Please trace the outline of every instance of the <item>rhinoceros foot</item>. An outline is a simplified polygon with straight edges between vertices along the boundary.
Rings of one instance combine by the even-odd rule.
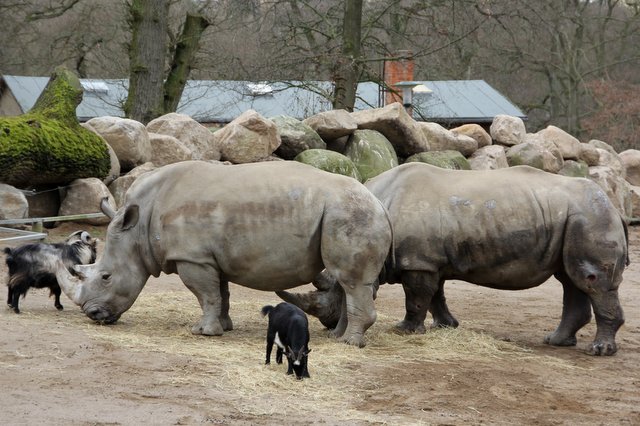
[[[451,319],[447,321],[434,320],[431,323],[431,328],[458,328],[458,325],[460,325],[458,320],[451,317]]]
[[[224,334],[224,328],[220,322],[212,324],[200,321],[191,327],[191,333],[205,336],[222,336]]]
[[[615,342],[601,342],[594,341],[587,347],[587,353],[589,355],[613,355],[618,351]]]
[[[402,320],[395,327],[398,333],[402,334],[425,334],[427,332],[424,322],[416,324],[407,320]]]
[[[576,336],[561,335],[557,331],[547,334],[544,338],[544,343],[552,346],[575,346],[578,343]]]
[[[357,346],[359,348],[364,348],[366,346],[364,336],[362,336],[361,334],[343,336],[340,340],[348,345]]]
[[[231,317],[228,315],[226,317],[220,317],[220,324],[222,324],[222,329],[224,331],[233,330],[233,321],[231,321]]]

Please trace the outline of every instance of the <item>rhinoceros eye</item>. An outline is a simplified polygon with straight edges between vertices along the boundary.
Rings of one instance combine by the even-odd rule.
[[[107,280],[108,280],[108,279],[110,279],[110,278],[111,278],[111,274],[107,274],[107,273],[102,274],[102,279],[103,279],[104,281],[107,281]]]

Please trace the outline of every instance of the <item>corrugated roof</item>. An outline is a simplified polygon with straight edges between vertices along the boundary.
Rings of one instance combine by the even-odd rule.
[[[527,116],[484,80],[416,81],[431,93],[413,94],[413,115],[421,121],[487,122],[499,114]]]
[[[48,77],[3,76],[23,111],[33,107],[46,86]],[[85,89],[77,115],[80,121],[93,117],[123,117],[122,105],[127,97],[127,80],[81,79]],[[432,93],[415,93],[413,115],[417,120],[456,122],[491,122],[498,114],[526,116],[515,105],[483,80],[420,81]],[[200,122],[228,123],[253,109],[264,117],[288,115],[298,119],[331,109],[327,98],[331,82],[255,83],[229,80],[190,80],[187,82],[178,112]],[[379,106],[379,85],[358,85],[356,110]]]

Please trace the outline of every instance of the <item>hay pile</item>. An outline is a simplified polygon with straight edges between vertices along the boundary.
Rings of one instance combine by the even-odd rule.
[[[264,300],[278,303],[277,297],[260,293],[266,296],[246,298],[234,293],[233,288],[231,294],[234,330],[222,337],[191,334],[191,326],[201,311],[186,289],[162,292],[145,289],[114,326],[98,326],[74,309],[65,311],[57,320],[83,327],[90,336],[119,348],[188,357],[193,368],[185,371],[176,367],[170,374],[171,384],[217,389],[233,397],[239,412],[251,416],[282,414],[283,407],[297,412],[317,412],[321,407],[323,412],[339,413],[345,422],[379,422],[380,414],[374,416],[358,410],[358,404],[384,390],[397,374],[404,372],[406,376],[407,369],[436,364],[436,368],[446,371],[458,360],[508,362],[515,357],[545,362],[527,348],[464,327],[431,330],[426,335],[396,334],[393,326],[403,312],[379,306],[378,319],[367,332],[364,349],[329,337],[320,322],[310,317],[311,379],[296,381],[285,374],[286,360],[283,365],[275,363],[275,350],[272,364],[264,365],[267,319],[261,316],[260,309],[266,304]],[[46,312],[56,315],[51,309]],[[562,361],[549,359],[549,362]],[[273,403],[274,398],[277,404]],[[393,422],[393,418],[385,421]]]

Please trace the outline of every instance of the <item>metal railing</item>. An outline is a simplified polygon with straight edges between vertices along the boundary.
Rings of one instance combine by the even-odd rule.
[[[47,234],[42,232],[45,222],[64,222],[69,220],[96,219],[106,217],[104,213],[84,213],[72,214],[67,216],[49,216],[49,217],[28,217],[25,219],[6,219],[0,220],[0,232],[18,234],[14,237],[0,238],[0,243],[13,241],[29,241],[42,240]],[[31,231],[23,229],[7,228],[4,225],[28,225],[31,224]]]

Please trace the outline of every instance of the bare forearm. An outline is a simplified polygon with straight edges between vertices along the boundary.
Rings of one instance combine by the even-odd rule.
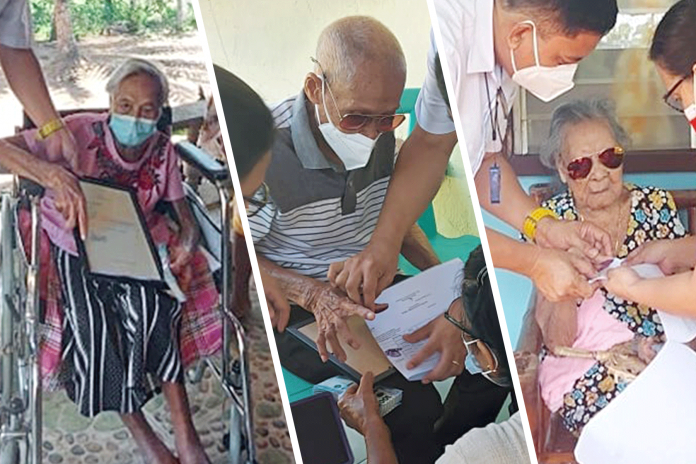
[[[58,117],[41,67],[31,49],[0,45],[0,65],[12,91],[37,126],[43,126]]]
[[[440,258],[418,224],[413,224],[404,237],[401,254],[421,271],[440,264]]]
[[[16,138],[0,140],[0,165],[6,171],[48,187],[47,171],[51,167],[46,161],[36,158],[21,148]]]
[[[370,421],[365,430],[368,464],[399,464],[389,429],[381,418]]]
[[[295,271],[283,269],[258,253],[256,257],[259,261],[259,267],[276,280],[285,297],[302,308],[306,308],[308,305],[307,289],[314,286],[317,281]]]
[[[490,201],[489,172],[494,163],[497,163],[500,168],[500,203],[491,203]],[[504,156],[487,154],[481,168],[476,173],[475,181],[481,207],[521,231],[525,218],[537,205],[522,190],[517,174],[507,159]]]
[[[678,316],[696,317],[696,272],[641,279],[628,288],[628,299]]]
[[[400,245],[437,193],[456,134],[432,135],[416,126],[404,142],[373,239]]]
[[[536,245],[519,242],[489,228],[486,235],[495,267],[529,277],[538,256]]]

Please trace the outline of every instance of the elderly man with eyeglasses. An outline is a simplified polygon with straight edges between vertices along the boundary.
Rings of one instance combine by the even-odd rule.
[[[311,64],[302,92],[272,109],[277,135],[271,165],[265,187],[247,203],[259,265],[293,304],[290,325],[314,317],[320,330],[319,356],[296,338],[277,333],[281,364],[319,383],[341,373],[326,363],[330,352],[343,361],[341,343],[359,348],[346,319],[375,316],[332,287],[327,274],[331,263],[362,251],[377,224],[396,161],[393,131],[405,119],[396,112],[406,61],[384,25],[354,16],[321,33]],[[401,252],[419,269],[439,263],[415,225]],[[442,378],[460,375],[464,368],[461,340],[451,350],[456,355],[444,367],[447,372],[440,373]],[[400,462],[434,462],[445,443],[435,432],[436,421],[447,410],[437,391],[429,382],[408,382],[400,374],[382,382],[404,391],[403,404],[385,418]],[[476,410],[469,427],[485,425],[495,418],[509,390],[498,391],[478,379],[471,384],[477,396],[471,402]],[[458,430],[457,436],[464,431]]]

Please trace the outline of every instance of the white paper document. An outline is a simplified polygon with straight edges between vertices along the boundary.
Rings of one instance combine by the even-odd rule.
[[[367,321],[372,335],[394,367],[408,380],[421,380],[437,365],[434,354],[415,369],[406,364],[426,343],[408,343],[404,335],[414,332],[441,316],[459,298],[464,263],[453,259],[386,289],[377,303],[389,308],[373,321]]]
[[[645,279],[664,276],[654,264],[633,269]],[[581,464],[696,462],[696,353],[683,344],[696,337],[696,319],[658,313],[667,343],[584,427],[575,448]]]

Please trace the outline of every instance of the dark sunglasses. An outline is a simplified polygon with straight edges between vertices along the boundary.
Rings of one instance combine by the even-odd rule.
[[[338,127],[344,131],[357,132],[371,121],[375,121],[378,132],[391,132],[406,120],[406,115],[404,114],[343,114],[341,109],[338,107],[338,103],[336,103],[336,97],[334,97],[333,91],[329,86],[329,81],[326,78],[324,68],[322,68],[321,63],[319,63],[316,59],[312,58],[312,61],[319,66],[319,69],[321,70],[321,78],[326,84],[326,88],[329,90],[329,95],[331,95],[331,100],[333,101],[336,111],[338,112]]]
[[[268,185],[266,183],[261,184],[261,188],[254,194],[253,197],[244,197],[244,201],[247,205],[254,206],[256,209],[249,212],[247,207],[247,218],[254,217],[259,214],[267,204],[269,200]]]
[[[609,169],[616,169],[623,163],[624,149],[621,147],[607,148],[603,152],[597,154],[597,158],[600,163]],[[584,179],[589,176],[592,171],[592,157],[584,156],[574,159],[568,163],[566,170],[568,171],[568,177],[571,179]]]
[[[664,100],[664,102],[667,104],[667,106],[669,106],[673,110],[679,111],[680,113],[684,112],[684,105],[682,105],[681,101],[674,96],[674,92],[677,91],[679,86],[682,85],[682,83],[685,80],[686,80],[686,77],[682,77],[681,79],[679,79],[677,82],[675,82],[675,84],[672,86],[672,88],[669,89],[669,92],[667,92],[666,94],[664,94],[662,96],[662,100]]]

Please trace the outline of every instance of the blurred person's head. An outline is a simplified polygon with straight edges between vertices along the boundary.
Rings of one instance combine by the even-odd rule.
[[[550,101],[573,86],[577,63],[616,23],[616,0],[496,0],[496,62]]]
[[[609,101],[575,100],[553,112],[540,159],[558,172],[578,209],[613,208],[624,192],[628,143]]]
[[[271,162],[275,125],[261,97],[244,81],[215,65],[232,156],[245,198],[256,192]]]
[[[696,0],[680,0],[655,30],[650,59],[665,84],[665,102],[696,130]]]
[[[480,373],[496,385],[512,385],[505,342],[500,328],[488,268],[481,245],[464,265],[462,296],[453,305],[463,305],[462,341],[467,345],[466,369]]]
[[[119,150],[144,153],[157,132],[157,122],[169,98],[169,83],[153,63],[139,58],[124,61],[106,83],[109,128]]]
[[[364,167],[396,115],[406,84],[406,58],[394,34],[376,19],[349,16],[319,36],[304,92],[310,126],[325,156],[347,170]]]
[[[203,125],[198,133],[198,146],[215,158],[225,160],[227,157],[220,130],[220,120],[215,108],[215,99],[212,96],[208,98]]]

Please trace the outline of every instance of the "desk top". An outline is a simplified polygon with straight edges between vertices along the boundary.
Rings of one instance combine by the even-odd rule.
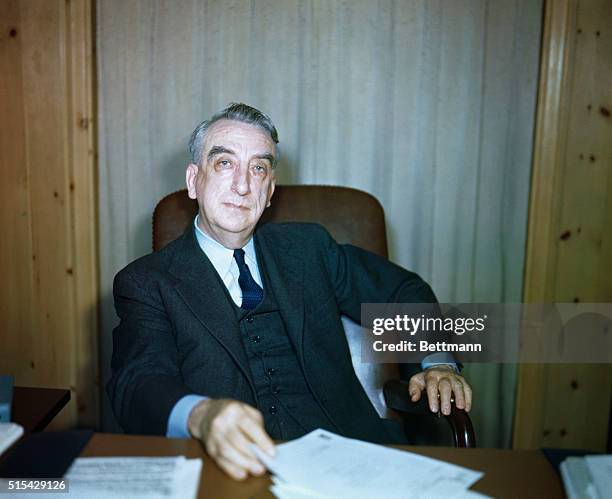
[[[42,431],[69,401],[70,390],[16,386],[11,420],[26,433]]]
[[[472,490],[499,498],[564,498],[561,481],[544,455],[536,450],[454,449],[412,447],[402,449],[455,463],[485,476]],[[204,460],[198,497],[269,499],[269,476],[236,482],[227,477],[195,440],[96,433],[81,456],[175,456]]]

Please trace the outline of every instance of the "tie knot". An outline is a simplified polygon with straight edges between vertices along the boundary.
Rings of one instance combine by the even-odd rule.
[[[244,250],[242,248],[234,250],[234,259],[236,260],[238,267],[246,265],[246,262],[244,261]]]
[[[242,248],[234,250],[234,258],[239,266],[244,265],[244,250]]]

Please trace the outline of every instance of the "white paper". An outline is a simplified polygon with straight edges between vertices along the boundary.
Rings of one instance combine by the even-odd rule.
[[[569,499],[599,499],[593,477],[584,457],[568,457],[559,467]]]
[[[0,455],[23,435],[23,427],[17,423],[0,423]]]
[[[287,484],[275,476],[272,476],[270,491],[278,499],[322,499],[324,497],[315,494],[311,490]]]
[[[201,470],[201,459],[183,456],[81,457],[65,478],[71,498],[189,499],[198,493]]]
[[[279,479],[278,497],[293,491],[320,497],[445,499],[465,496],[483,473],[315,430],[277,446],[274,458],[255,449],[259,459]],[[275,489],[272,489],[273,492]]]
[[[274,484],[270,492],[278,499],[324,499],[323,496],[312,495],[309,491],[291,485]]]
[[[610,491],[612,491],[612,455],[585,456],[584,458],[599,497],[610,497]]]

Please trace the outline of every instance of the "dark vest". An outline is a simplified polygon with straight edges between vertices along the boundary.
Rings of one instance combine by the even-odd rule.
[[[238,307],[221,279],[219,283],[236,314],[265,429],[276,440],[298,438],[316,428],[337,432],[308,387],[261,258],[258,264],[264,297],[255,310]]]

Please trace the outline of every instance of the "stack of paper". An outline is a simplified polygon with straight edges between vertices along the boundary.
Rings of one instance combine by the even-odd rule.
[[[603,499],[612,490],[612,455],[568,457],[561,478],[570,499]]]
[[[0,455],[23,435],[23,427],[17,423],[0,423]]]
[[[610,497],[610,491],[612,490],[612,454],[585,456],[585,459],[599,497]]]
[[[280,499],[480,496],[468,488],[481,472],[321,429],[279,445],[274,459],[256,452]]]
[[[201,470],[201,459],[184,456],[81,457],[65,478],[70,497],[189,499],[198,493]]]

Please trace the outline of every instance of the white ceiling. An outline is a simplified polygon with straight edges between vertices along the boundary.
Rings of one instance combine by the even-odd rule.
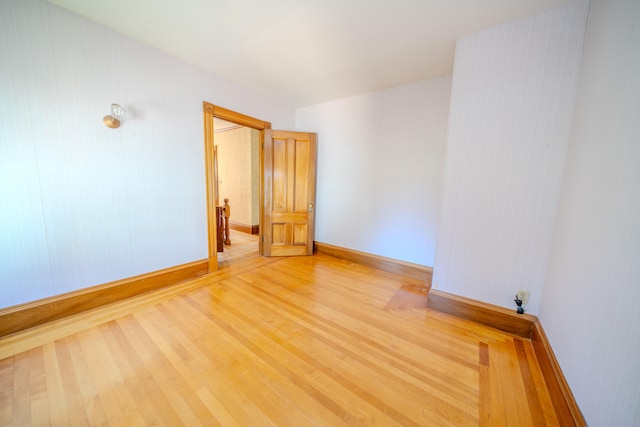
==========
* **ASSIGNMENT**
Look for the string "dark" in the records, and copy every line where it is found.

* **WRITTEN ANSWER**
Please trace the outline of every instance of the dark sunglasses. An outline is a simplified polygon with straight edges between vertices along the boundary.
Please trace the outline of every instance of the "dark vest". An outline is a simplified polygon with straight edges between vertices along the boundary.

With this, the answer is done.